What is needed: Output the material below from the line containing "the wooden clipboard" through the line containing "pixel 168 301" as a two-column CSV with the headers instruction and answer, one row per request. Put each field in double quotes and replace line breaks with spaces.

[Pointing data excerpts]

════════

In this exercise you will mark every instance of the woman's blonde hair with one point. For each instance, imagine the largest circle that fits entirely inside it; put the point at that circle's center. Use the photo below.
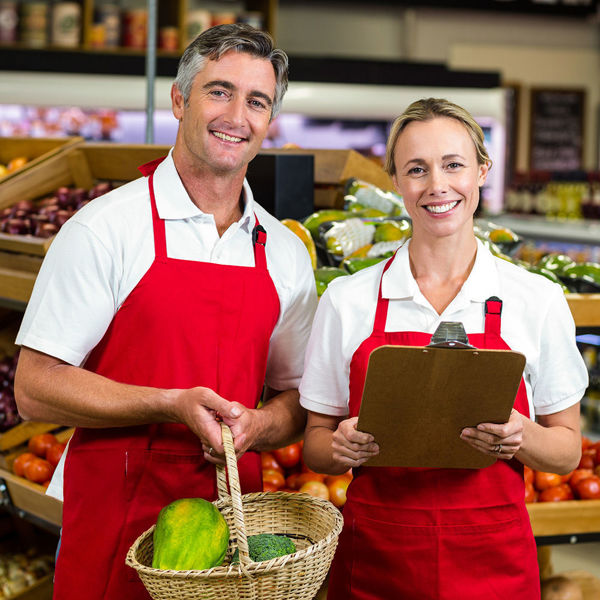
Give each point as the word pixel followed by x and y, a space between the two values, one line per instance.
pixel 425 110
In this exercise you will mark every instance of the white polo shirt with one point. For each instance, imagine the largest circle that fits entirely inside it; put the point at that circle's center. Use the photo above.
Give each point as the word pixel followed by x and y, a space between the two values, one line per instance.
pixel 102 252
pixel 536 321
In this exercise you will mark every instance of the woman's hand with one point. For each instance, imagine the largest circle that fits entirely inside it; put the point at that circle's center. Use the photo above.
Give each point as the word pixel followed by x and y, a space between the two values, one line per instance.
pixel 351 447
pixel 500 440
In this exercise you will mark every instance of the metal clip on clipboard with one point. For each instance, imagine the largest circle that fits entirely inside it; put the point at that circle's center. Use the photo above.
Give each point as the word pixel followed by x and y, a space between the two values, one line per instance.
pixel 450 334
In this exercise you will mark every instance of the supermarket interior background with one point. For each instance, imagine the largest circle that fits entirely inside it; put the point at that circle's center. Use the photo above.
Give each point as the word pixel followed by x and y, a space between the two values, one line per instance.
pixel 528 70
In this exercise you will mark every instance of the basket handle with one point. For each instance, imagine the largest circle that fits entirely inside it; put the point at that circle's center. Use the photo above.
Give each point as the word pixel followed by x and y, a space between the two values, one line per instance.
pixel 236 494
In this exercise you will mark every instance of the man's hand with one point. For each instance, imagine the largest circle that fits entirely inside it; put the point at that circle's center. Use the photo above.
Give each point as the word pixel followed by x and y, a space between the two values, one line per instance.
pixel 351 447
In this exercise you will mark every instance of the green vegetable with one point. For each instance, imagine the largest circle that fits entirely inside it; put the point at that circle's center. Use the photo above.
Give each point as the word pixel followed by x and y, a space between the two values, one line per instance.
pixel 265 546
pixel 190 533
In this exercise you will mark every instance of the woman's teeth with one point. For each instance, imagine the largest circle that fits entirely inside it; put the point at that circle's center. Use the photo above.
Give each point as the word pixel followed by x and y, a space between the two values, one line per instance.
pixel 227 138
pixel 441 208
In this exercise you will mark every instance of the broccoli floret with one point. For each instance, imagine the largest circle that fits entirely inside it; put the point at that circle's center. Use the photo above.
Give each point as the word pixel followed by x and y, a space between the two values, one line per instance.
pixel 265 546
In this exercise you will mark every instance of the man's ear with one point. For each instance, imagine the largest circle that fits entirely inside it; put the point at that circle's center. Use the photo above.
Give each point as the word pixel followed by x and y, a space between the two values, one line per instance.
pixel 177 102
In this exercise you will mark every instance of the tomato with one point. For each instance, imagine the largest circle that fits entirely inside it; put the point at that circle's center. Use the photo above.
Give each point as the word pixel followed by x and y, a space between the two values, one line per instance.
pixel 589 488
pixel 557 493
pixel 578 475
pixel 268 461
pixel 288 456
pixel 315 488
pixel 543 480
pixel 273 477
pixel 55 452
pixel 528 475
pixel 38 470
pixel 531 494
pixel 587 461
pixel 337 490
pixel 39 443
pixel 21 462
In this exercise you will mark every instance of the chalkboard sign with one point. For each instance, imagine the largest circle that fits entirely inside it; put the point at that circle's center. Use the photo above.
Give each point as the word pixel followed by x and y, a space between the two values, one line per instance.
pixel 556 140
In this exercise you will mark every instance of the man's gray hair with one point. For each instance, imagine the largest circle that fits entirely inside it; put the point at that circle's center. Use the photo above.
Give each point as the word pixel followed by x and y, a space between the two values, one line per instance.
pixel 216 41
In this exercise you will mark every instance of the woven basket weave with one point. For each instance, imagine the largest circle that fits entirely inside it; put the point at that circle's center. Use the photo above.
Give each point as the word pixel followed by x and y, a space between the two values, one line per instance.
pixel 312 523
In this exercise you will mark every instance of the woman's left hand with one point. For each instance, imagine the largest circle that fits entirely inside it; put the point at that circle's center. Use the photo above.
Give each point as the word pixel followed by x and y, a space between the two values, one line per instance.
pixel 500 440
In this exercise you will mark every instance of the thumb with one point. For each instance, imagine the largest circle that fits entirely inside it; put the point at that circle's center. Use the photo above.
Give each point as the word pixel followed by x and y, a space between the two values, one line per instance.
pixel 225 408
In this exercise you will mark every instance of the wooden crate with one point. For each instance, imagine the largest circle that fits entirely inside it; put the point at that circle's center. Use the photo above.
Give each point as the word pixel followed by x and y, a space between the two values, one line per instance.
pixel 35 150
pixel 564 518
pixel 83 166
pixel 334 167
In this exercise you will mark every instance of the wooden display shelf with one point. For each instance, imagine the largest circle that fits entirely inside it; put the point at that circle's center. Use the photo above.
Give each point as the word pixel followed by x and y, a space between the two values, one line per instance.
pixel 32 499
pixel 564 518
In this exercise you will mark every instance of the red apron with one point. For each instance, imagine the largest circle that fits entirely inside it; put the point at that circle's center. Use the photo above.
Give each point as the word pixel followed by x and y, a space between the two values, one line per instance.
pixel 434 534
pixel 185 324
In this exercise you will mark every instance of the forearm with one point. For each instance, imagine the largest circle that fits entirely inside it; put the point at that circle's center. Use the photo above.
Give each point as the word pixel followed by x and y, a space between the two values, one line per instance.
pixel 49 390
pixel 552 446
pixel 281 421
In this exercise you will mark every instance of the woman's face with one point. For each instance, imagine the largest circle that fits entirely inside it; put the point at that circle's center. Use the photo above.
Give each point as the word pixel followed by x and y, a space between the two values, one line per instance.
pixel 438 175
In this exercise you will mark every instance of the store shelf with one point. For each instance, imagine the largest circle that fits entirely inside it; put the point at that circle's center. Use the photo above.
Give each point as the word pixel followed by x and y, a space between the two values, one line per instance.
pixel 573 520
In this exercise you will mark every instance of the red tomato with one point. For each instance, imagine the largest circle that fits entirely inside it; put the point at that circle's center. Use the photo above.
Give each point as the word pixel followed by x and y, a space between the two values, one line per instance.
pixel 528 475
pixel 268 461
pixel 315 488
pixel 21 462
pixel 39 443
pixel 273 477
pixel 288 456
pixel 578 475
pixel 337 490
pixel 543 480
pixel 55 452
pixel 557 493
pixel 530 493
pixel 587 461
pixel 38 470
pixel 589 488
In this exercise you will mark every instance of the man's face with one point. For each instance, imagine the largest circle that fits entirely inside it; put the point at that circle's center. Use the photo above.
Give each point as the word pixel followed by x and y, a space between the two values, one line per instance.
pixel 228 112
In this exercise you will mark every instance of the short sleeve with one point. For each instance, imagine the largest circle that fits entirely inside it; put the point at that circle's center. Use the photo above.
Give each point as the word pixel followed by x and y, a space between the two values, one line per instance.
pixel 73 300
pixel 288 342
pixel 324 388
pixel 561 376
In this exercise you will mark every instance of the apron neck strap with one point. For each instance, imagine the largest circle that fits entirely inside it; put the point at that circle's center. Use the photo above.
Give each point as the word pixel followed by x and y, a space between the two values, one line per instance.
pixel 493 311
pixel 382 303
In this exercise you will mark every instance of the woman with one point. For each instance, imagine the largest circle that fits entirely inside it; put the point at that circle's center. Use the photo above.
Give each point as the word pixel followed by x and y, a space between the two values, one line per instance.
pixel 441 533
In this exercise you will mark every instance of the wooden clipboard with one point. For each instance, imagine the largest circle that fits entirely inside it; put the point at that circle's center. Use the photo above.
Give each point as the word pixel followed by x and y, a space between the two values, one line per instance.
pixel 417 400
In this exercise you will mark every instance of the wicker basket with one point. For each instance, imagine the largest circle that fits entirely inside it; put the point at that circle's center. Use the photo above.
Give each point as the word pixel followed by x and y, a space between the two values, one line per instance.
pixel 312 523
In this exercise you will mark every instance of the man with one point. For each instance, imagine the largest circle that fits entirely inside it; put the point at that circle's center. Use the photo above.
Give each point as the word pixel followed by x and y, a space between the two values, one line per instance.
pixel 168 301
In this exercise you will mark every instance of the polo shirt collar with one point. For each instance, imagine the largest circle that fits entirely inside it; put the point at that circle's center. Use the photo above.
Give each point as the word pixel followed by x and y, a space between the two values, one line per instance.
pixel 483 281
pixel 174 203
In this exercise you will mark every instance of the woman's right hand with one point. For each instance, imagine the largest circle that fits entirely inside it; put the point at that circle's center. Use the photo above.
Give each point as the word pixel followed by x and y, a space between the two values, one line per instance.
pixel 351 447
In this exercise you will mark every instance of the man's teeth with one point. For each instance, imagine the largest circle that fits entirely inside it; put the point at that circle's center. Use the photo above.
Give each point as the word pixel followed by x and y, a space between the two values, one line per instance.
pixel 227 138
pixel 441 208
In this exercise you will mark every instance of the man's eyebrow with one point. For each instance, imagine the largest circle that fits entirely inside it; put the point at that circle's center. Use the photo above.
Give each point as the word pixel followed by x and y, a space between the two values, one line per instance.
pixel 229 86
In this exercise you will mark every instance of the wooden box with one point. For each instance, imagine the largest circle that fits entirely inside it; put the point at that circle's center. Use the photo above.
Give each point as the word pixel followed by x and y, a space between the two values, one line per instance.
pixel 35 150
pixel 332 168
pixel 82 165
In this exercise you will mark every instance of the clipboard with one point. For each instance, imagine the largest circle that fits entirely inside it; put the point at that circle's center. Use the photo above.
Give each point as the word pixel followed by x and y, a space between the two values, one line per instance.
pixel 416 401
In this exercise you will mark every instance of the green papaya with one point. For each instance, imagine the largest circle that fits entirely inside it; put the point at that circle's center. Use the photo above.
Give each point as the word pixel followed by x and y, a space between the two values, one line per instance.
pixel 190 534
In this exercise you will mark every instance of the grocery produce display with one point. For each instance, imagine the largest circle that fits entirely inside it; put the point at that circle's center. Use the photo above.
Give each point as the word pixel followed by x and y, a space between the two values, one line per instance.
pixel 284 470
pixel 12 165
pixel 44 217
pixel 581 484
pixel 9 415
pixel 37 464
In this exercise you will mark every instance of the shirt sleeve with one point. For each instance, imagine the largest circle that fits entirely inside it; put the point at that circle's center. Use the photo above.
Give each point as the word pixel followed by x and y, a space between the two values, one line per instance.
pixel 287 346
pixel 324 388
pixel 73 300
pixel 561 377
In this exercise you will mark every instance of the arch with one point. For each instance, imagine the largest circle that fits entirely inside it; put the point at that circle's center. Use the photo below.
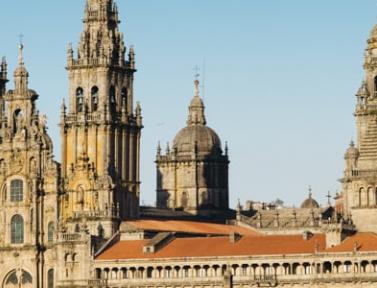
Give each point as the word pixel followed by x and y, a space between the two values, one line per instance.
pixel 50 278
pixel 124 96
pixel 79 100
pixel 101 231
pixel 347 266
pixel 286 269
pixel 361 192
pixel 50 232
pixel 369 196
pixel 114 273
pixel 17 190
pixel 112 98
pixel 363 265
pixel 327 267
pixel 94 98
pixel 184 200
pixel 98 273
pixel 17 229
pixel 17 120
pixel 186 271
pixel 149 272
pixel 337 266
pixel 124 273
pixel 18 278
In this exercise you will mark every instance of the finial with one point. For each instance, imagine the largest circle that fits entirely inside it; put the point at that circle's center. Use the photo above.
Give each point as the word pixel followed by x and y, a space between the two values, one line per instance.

════════

Solved exercise:
instruction,answer
"In this exercise you will mark every instance of the wooden clipboard with one point. For each instance, imagine the largest circle that fits entirely inside it; put the point at that circle's center. Use the photo above. Give each point as the word pixel followed by x and y, a space between the two values, one line per instance.","pixel 417 400"
"In this exercise you will mark every instance of the wicker basket with one point. For each instance, imagine the largest circle that fits entirely inside it; put the point at that circle's center. Use the photo above. Give each point as the word pixel followed by x and y, a space between the two values, one line per instance.","pixel 312 523"
"In this exercise you will mark every instance of the man with one point. For each instance, imagine the largest circle that fits entirely inside it; put the point at that circle's center. Use the photo above. Give each point as the word pixel followed by x and y, a space between the two values, one line per instance.","pixel 168 301"